- [Task statement]: Rename "general store" to "trading post" in the items from the line containing "Spot the groceries" through the end, and write out those lines again with nothing else changed.

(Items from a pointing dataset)
-=-=-=-=-
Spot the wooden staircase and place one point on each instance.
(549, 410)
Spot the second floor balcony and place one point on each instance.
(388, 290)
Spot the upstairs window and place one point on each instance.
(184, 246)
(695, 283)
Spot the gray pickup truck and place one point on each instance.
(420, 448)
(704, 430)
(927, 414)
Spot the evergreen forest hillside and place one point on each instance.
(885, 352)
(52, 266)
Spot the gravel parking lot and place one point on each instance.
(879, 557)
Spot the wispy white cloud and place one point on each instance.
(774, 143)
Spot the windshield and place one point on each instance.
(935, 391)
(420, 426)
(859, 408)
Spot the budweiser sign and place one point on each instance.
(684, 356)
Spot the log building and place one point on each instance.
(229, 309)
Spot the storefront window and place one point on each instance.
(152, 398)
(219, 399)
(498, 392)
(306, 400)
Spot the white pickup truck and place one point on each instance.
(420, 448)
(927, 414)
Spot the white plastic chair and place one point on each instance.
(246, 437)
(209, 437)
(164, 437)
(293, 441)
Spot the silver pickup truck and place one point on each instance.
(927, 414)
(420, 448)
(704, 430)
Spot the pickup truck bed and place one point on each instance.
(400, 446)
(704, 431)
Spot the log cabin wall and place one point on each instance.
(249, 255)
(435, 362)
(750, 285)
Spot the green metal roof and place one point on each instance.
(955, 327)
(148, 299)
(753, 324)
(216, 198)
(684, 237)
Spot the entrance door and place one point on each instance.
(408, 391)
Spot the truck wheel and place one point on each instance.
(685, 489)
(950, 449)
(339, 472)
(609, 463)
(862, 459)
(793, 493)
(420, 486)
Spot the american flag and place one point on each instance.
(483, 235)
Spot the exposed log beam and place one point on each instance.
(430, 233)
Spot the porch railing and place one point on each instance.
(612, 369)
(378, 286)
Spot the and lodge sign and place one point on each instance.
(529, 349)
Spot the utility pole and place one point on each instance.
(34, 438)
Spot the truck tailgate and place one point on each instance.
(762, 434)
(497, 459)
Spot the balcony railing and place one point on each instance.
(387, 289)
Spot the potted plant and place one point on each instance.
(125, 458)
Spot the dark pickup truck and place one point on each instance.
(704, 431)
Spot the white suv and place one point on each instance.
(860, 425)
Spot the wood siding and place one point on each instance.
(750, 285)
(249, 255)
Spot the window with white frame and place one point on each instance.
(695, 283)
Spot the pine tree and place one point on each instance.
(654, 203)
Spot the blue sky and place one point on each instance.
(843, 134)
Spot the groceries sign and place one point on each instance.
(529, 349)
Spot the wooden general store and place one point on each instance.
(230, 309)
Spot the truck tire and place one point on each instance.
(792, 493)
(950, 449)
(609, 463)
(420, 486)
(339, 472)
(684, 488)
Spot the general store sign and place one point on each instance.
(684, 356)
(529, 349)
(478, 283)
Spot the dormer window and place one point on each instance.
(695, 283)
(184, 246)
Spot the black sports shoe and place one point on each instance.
-=-=-=-=-
- [Solution for this problem]:
Spot the groceries sign and place one point on each instance.
(529, 349)
Spot the wooden trading post and place one point on each instance.
(230, 309)
Spot the truck tire and place one point on each instance.
(792, 493)
(950, 449)
(609, 463)
(420, 486)
(339, 472)
(684, 488)
Spot the trading post sign and place one point on each instance.
(684, 356)
(529, 349)
(478, 283)
Spot the dormer window and place one point on each instance.
(695, 283)
(184, 246)
Spot the black sports shoe and place one point on each instance.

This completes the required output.